→ **YOUR ASSIGNMENT**
Continue the CellaSense text from where it stops, in the same style.

The challenge 

Discovery and development of therapeutic leads is generally focused only on known molecular targets. This imposes a narrow, ‘target-biased’ approach exploiting only a small part of the universe of potential therapeutic opportunities. This contributes to severe bottlenecks in drug development, further exacerbated by the very high costs (~$200 million USD) and slow progression (1-3 years) of therapeutic lead discovery (Biomarker Development and Advanced R&D Landscape Overview 2019/Q1). New technology platforms are thus urgently needed to bring better therapies to patients, faster and more cheaply.

The solution   

We have developed CellaSense; an outcome-orientated approach to therapeutic lead discovery using phenotypic analysis to identify novel, mechanistically unbiased, structurally diverse therapeutic leads. CellaSense also allows rapid identification of compounds that ‘pheno-copy’ known treatments, supporting accelerated identification of Bio-betters and Bio-similars.

→ **EXCERPTED RECORDS**
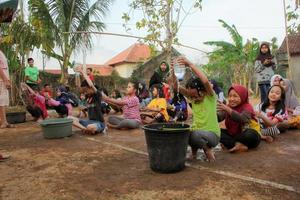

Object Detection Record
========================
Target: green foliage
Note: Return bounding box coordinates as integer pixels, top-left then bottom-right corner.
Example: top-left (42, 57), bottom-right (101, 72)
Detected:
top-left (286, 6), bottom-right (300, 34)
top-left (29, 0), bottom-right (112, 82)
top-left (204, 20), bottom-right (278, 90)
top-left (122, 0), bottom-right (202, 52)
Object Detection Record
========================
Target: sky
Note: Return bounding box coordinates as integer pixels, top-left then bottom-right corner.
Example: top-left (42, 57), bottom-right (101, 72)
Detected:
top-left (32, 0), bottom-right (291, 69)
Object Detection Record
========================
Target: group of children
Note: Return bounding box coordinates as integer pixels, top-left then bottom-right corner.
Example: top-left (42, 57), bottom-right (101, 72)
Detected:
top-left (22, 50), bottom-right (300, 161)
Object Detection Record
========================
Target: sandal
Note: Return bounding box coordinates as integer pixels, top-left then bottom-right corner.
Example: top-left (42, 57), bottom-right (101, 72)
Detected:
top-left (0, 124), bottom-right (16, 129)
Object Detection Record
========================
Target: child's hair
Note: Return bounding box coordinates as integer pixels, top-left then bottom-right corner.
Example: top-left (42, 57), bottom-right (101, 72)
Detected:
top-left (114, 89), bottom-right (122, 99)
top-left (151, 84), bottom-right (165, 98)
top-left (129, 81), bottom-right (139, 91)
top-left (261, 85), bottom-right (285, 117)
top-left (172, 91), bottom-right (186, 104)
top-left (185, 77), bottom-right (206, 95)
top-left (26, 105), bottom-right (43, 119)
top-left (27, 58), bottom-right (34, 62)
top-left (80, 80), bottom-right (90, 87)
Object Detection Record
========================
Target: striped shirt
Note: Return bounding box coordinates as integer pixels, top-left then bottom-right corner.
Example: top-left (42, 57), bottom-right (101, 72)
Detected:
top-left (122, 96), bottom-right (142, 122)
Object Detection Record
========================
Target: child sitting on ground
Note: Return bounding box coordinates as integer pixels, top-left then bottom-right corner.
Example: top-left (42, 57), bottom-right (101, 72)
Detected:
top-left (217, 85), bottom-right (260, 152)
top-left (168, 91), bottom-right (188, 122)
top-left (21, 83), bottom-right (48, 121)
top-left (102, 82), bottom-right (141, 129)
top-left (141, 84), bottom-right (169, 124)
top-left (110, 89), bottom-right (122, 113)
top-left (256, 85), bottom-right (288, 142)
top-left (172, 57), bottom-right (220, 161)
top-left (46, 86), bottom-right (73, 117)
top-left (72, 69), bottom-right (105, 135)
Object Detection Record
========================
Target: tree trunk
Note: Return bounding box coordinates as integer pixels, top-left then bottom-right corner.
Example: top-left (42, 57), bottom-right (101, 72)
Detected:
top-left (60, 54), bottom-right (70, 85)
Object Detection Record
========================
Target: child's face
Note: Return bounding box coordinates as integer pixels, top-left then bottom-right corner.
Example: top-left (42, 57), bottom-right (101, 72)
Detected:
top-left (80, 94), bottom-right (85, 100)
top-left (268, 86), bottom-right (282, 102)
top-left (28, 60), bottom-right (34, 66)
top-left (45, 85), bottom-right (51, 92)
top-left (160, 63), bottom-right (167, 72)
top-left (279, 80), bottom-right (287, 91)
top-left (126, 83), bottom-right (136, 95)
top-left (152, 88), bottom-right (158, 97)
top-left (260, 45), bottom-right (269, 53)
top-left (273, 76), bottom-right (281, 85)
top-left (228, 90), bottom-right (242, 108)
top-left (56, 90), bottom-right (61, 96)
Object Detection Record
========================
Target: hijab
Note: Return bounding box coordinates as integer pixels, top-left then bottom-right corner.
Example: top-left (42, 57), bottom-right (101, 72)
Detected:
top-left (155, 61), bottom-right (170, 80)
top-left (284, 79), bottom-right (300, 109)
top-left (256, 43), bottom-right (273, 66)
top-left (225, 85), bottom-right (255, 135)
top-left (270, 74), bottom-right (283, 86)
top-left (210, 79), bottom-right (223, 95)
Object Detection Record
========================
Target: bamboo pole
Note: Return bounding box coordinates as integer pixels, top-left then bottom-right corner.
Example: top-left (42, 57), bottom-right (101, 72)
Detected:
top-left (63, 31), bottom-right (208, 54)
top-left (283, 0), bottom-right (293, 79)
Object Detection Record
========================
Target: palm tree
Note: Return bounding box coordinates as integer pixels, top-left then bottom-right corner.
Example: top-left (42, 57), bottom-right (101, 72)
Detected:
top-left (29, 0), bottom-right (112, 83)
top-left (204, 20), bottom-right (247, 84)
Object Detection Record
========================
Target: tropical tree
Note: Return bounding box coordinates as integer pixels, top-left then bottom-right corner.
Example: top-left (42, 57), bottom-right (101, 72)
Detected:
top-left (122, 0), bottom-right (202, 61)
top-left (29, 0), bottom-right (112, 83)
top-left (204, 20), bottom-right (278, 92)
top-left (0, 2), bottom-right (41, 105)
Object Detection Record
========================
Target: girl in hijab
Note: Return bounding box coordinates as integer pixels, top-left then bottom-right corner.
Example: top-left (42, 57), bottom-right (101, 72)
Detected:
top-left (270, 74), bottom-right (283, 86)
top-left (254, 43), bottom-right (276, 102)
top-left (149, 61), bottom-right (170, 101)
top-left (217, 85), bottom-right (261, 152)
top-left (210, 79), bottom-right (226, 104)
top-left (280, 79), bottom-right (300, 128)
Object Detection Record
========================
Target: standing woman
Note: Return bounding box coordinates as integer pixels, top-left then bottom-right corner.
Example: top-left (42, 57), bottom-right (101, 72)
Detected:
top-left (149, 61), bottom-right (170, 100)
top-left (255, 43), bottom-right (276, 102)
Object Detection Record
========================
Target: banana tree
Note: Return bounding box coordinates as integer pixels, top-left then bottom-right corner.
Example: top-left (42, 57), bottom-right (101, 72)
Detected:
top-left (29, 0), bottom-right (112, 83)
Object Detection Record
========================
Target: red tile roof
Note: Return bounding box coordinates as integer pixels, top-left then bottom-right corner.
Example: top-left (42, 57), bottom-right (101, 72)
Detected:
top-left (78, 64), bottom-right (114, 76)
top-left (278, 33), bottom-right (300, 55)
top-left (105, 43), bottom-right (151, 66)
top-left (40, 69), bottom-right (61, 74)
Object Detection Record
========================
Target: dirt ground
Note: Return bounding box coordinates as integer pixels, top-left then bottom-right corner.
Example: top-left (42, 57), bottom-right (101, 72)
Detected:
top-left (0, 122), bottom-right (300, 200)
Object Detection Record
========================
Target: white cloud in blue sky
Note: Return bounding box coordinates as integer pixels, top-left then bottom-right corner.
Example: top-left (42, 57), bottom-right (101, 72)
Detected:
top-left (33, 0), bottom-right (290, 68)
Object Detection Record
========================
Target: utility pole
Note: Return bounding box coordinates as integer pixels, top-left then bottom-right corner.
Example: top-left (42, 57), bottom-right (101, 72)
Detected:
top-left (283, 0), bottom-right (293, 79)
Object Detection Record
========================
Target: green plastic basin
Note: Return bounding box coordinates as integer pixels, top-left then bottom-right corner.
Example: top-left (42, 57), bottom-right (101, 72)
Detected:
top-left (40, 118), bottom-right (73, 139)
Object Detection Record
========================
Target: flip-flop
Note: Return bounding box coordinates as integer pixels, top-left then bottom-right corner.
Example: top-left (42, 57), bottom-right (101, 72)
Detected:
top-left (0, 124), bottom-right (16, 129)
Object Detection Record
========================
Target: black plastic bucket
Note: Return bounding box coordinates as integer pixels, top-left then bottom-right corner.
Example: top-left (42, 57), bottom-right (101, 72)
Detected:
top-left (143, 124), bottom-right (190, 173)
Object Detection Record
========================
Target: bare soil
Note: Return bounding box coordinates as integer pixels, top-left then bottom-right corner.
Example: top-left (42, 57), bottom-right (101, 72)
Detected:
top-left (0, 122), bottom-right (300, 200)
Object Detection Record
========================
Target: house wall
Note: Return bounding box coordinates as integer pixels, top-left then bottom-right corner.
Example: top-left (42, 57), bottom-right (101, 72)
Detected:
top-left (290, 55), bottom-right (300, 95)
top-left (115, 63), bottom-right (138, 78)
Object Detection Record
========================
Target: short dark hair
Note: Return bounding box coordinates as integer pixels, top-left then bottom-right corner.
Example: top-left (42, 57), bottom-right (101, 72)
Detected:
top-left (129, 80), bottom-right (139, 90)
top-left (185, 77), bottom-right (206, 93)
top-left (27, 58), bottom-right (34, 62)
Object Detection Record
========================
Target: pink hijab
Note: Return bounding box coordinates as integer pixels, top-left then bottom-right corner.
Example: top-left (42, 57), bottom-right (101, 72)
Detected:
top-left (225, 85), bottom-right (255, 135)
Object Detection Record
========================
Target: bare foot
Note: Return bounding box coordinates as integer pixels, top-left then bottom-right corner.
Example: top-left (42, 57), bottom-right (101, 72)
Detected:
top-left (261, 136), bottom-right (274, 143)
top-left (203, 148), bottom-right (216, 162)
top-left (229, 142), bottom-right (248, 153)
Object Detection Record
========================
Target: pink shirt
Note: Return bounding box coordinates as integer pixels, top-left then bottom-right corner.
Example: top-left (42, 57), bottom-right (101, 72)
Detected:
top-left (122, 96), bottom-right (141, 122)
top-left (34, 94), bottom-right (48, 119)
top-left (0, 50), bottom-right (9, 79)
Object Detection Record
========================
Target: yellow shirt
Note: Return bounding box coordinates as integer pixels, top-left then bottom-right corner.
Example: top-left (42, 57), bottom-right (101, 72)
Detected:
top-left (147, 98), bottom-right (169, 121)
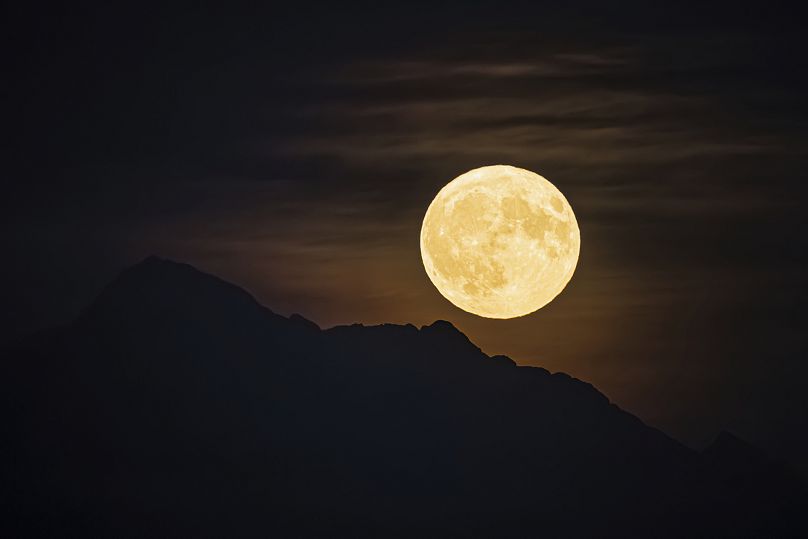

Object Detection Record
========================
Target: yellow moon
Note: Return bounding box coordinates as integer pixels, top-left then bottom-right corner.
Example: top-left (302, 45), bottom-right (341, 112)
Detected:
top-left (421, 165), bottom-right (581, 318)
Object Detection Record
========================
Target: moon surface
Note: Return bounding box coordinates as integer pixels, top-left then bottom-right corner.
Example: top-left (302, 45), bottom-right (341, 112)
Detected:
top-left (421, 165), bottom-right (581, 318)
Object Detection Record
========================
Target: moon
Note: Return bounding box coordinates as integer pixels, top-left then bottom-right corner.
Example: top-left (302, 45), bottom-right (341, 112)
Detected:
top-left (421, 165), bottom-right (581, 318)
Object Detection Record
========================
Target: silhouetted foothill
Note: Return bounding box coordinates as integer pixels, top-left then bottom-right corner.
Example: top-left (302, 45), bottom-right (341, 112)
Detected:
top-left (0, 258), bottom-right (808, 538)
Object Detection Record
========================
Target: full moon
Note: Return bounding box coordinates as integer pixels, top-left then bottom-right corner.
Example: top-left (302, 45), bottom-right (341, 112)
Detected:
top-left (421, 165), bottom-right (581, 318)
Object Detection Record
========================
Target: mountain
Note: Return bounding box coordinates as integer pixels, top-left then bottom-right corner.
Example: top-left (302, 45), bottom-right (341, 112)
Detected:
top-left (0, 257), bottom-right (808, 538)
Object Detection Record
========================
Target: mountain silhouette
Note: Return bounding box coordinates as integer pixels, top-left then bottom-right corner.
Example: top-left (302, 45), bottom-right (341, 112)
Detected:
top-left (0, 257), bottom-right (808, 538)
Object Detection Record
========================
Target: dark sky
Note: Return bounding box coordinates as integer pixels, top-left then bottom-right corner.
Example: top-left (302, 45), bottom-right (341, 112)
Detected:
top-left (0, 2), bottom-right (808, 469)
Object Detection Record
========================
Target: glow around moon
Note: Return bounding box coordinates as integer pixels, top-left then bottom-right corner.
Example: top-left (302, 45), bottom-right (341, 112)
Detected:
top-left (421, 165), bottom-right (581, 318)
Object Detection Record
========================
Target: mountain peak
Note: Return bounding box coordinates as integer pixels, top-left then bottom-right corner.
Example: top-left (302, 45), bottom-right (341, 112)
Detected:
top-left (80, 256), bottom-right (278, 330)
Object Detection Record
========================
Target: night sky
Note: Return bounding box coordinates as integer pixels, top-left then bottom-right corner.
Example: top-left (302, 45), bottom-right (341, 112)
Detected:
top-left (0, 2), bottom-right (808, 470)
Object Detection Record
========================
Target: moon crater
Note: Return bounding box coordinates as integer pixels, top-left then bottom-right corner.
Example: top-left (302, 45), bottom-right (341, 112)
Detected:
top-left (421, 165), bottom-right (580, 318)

→ **ANSWER BOX**
The mechanistically and structurally agnostic nature of CellaSense expands the exploitable universe of therapeutic molecules to include targets not predictable with current biological knowledge, while also providing diversified starting points (Makush structures) for molecular derivatisation. Leveraging a strategy that progressively transitions from experimental to digital lead discovery, CellaSense constitutes a new paradigm that broadens, accelerates and de-costs therapeutic lead identification.  


CellaSense “has the potential to change the way the community addresses drug discovery”.

Dr Ben Goult; University of Kent; Immunity, CVD, Wound-Healing & Oncology

CellaSense “has allowed us to identify leads that could not have been predicted or found from more conventional approaches. We recognise the power of your discovery and are confident that many others will benefit”.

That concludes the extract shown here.